### 作業内容
A. 提示文を一字一句変えずに、全文そのまま書き写してください。
B. 以下のエントリの各行を、空行を除いて番号付きリストの形に並べてください。

### 提示文
日本の作家では佐藤さとるの一連の著作を忘れてはいけない。TVアニメ「冒険コロボックル」の原案になった『コロボックル物語』は、コロボックル伝承を現代に甦らせた重要な作品だ。また佐藤は、『おおきなきがほしい』などの作品で子供の隠れ家願望を物語に昇華している。宮崎駿は、間違いなく佐藤の影響を受けているはずだ。もう1人、いぬいとみこには『木かげの家の小人たち』がある。第二次世界大戦下の日本が舞台で、イギリスから来た小人たちとひそかな友情を育んだ少女が厳しい現実に直面する物語だ。『コロボックル物語』よりも直截的な文明批判が行われており、「借りぐらしのアリエッティ」に近いところに位置する作品といえる。

小人が出てくる作品ではないが、人間と近いところにいる人外の存在を描いた作品として、キース・ドノヒュー『盗まれっ子』を挙げておく。妖精が赤ん坊と自分の子供を取り替えてしまうというヨーロッパの取り替えっ子伝説を下敷きにした作品なのだが、この小説の場合は取り替えられた子供が次に自分が入れ替わる順番になるまで、人里近くで機会を伺いながら何百年も生きている設定になっているところが特徴。一度は人間だった子供が、次第に記憶を失いながら人間ではないものとして生きていかなければならないという哀しみが、小説に独自の色彩を与えている。似たような物語ではチャールズ・キングスレイ『水の子』が、溺れて水の精になってしまった子供を主人公とする古典童話だが、現在ではあまり読まれていない作品だろう。

### 抜粋エントリ
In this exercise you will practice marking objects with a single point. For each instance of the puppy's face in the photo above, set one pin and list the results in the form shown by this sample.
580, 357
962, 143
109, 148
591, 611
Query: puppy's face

### 各作業の解答
A.
日本の作家では佐藤さとるの一連の著作を忘れてはいけない。TVアニメ「冒険コロボックル」の原案になった『コロボックル物語』は、コロボックル伝承を現代に甦らせた重要な作品だ。また佐藤は、『おおきなきがほしい』などの作品で子供の隠れ家願望を物語に昇華している。宮崎駿は、間違いなく佐藤の影響を受けているはずだ。もう1人、いぬいとみこには『木かげの家の小人たち』がある。第二次世界大戦下の日本が舞台で、イギリスから来た小人たちとひそかな友情を育んだ少女が厳しい現実に直面する物語だ。『コロボックル物語』よりも直截的な文明批判が行われており、「借りぐらしのアリエッティ」に近いところに位置する作品といえる。

小人が出てくる作品ではないが、人間と近いところにいる人外の存在を描いた作品として、キース・ドノヒュー『盗まれっ子』を挙げておく。妖精が赤ん坊と自分の子供を取り替えてしまうというヨーロッパの取り替えっ子伝説を下敷きにした作品なのだが、この小説の場合は取り替えられた子供が次に自分が入れ替わる順番になるまで、人里近くで機会を伺いながら何百年も生きている設定になっているところが特徴。一度は人間だった子供が、次第に記憶を失いながら人間ではないものとして生きていかなければならないという哀しみが、小説に独自の色彩を与えている。似たような物語ではチャールズ・キングスレイ『水の子』が、溺れて水の精になってしまった子供を主人公とする古典童話だが、現在ではあまり読まれていない作品だろう。

B.
1. In this exercise you will practice marking objects with a single point. For each instance of the puppy's face in the photo above, set one pin and list the results in the form shown by this sample.
2. 580, 357
3. 962, 143
4. 109, 148
5. 591, 611
6. Query: puppy's face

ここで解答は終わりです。